**WORK REQUEST**
All of the records must be set down again word for word.

**EXERCISE MATERIALS**
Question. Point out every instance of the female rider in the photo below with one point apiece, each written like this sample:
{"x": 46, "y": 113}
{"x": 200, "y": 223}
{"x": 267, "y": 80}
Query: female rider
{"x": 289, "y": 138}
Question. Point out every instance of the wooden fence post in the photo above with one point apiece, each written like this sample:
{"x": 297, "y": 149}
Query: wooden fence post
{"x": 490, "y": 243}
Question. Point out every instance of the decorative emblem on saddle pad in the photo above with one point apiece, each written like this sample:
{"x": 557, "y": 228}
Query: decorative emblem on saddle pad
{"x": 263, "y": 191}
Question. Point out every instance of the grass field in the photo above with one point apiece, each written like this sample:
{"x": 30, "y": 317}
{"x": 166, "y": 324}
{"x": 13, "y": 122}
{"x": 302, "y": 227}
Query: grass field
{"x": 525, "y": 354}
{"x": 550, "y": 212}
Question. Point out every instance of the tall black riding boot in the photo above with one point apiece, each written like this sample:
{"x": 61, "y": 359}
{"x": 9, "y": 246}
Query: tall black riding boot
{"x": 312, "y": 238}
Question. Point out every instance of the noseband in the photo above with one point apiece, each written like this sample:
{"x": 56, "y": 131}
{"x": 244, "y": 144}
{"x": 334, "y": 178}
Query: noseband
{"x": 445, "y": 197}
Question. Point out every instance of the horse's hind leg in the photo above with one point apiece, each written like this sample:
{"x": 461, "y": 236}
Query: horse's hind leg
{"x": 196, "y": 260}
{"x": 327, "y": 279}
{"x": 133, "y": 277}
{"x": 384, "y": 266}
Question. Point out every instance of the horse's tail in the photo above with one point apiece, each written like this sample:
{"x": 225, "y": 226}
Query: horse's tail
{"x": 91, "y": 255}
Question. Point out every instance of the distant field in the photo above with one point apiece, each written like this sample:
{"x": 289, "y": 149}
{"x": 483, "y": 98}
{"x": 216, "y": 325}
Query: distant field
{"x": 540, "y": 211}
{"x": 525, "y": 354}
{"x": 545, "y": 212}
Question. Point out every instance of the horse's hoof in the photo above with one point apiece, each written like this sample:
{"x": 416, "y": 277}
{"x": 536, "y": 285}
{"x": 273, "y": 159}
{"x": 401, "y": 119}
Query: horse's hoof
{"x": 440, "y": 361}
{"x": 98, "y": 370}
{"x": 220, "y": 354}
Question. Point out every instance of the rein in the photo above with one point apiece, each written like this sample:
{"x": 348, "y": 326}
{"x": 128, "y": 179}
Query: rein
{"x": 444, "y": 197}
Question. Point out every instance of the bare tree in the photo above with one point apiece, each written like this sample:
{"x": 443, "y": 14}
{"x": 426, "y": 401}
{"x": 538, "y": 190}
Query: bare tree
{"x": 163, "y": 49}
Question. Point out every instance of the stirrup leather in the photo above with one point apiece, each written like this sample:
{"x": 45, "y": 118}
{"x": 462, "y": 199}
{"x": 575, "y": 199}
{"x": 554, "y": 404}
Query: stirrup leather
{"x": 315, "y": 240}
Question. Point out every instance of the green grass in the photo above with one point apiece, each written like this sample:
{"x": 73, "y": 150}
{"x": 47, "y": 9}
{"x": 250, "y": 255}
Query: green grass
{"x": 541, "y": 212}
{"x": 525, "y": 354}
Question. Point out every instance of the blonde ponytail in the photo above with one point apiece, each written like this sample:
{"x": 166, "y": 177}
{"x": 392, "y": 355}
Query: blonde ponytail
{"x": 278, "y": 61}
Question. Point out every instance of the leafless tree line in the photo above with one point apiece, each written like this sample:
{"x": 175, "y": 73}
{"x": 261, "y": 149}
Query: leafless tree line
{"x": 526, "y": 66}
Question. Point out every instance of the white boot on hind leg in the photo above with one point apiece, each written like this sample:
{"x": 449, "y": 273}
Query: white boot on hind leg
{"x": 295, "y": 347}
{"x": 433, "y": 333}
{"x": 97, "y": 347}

**REPLY TO THE EXERCISE**
Question. Point out every instance of the female rider in the photo below with one point apiece, each written like this sample:
{"x": 46, "y": 113}
{"x": 200, "y": 223}
{"x": 267, "y": 80}
Query: female rider
{"x": 289, "y": 138}
Question. Point out every instance of the wooden fence post in the photo above with one point apiece, each written like this sample:
{"x": 297, "y": 149}
Query: wooden fence post
{"x": 490, "y": 243}
Question. Point out every instance of the decorative emblem on saddle pad in the photo above with one point apiece, each written like this sample:
{"x": 557, "y": 228}
Query: decorative emblem on saddle pad
{"x": 263, "y": 191}
Question. Point out every instance of the grass field in the photo above with one point apiece, each written like this sample:
{"x": 30, "y": 317}
{"x": 166, "y": 324}
{"x": 13, "y": 122}
{"x": 302, "y": 227}
Query: grass field
{"x": 525, "y": 354}
{"x": 550, "y": 212}
Question. Point out every instance of the tall black riding boot in the photo above with one point apiece, each written like this sample:
{"x": 61, "y": 359}
{"x": 9, "y": 246}
Query: tall black riding boot
{"x": 312, "y": 238}
Question. Point out every instance of the noseband in the photo above with one point apiece, each written like this sample:
{"x": 56, "y": 131}
{"x": 244, "y": 144}
{"x": 334, "y": 178}
Query: noseband
{"x": 445, "y": 197}
Question. Point out every instance of the horse's hind leg in the photo above with one point apiece, each written like this sample:
{"x": 461, "y": 236}
Query: horse's hind leg
{"x": 196, "y": 260}
{"x": 327, "y": 279}
{"x": 133, "y": 277}
{"x": 384, "y": 266}
Question. Point out every instance of the horse's tail in the photo above with one point apiece, each written like this sample:
{"x": 225, "y": 226}
Query: horse's tail
{"x": 91, "y": 255}
Question. Point out every instance of the distant field in the photo above with one point apiece, each written like this sample:
{"x": 289, "y": 149}
{"x": 483, "y": 98}
{"x": 216, "y": 325}
Query: distant field
{"x": 540, "y": 211}
{"x": 525, "y": 354}
{"x": 545, "y": 212}
Question. Point out every instance of the horse's hoof in the photo above with one point apiece, each written like this sample:
{"x": 416, "y": 277}
{"x": 536, "y": 285}
{"x": 273, "y": 159}
{"x": 401, "y": 119}
Query: horse's hoof
{"x": 440, "y": 361}
{"x": 98, "y": 370}
{"x": 220, "y": 354}
Question. Point out every instance of the rein in the photo above with one point apiece, each written like this sample:
{"x": 348, "y": 326}
{"x": 128, "y": 179}
Query: rein
{"x": 444, "y": 197}
Question. Point out every instance of the bare tree in the photo above with one point apiece, each written like this sample:
{"x": 443, "y": 14}
{"x": 426, "y": 401}
{"x": 538, "y": 190}
Query: bare tree
{"x": 163, "y": 49}
Question. Point out every instance of the stirrup leather in the photo above with one point apiece, each written like this sample:
{"x": 45, "y": 118}
{"x": 462, "y": 199}
{"x": 575, "y": 199}
{"x": 554, "y": 404}
Query: stirrup leather
{"x": 315, "y": 240}
Question. Point out every instance of the green grass in the photo above with one point apiece, each written like this sample:
{"x": 73, "y": 150}
{"x": 47, "y": 9}
{"x": 250, "y": 255}
Query: green grass
{"x": 541, "y": 212}
{"x": 525, "y": 354}
Question. Point out every instance of the blonde ponytail in the photo above with one point apiece, each written like this sample:
{"x": 166, "y": 177}
{"x": 392, "y": 355}
Query: blonde ponytail
{"x": 278, "y": 61}
Question. Point out every instance of the leafless tree line in the photo above with one point apiece, each written like this sample:
{"x": 175, "y": 73}
{"x": 261, "y": 149}
Query: leafless tree line
{"x": 526, "y": 66}
Question. Point out every instance of the white boot on hind leg in the photo above with one point apiece, each written like this sample:
{"x": 449, "y": 273}
Query: white boot on hind leg
{"x": 295, "y": 347}
{"x": 433, "y": 333}
{"x": 97, "y": 347}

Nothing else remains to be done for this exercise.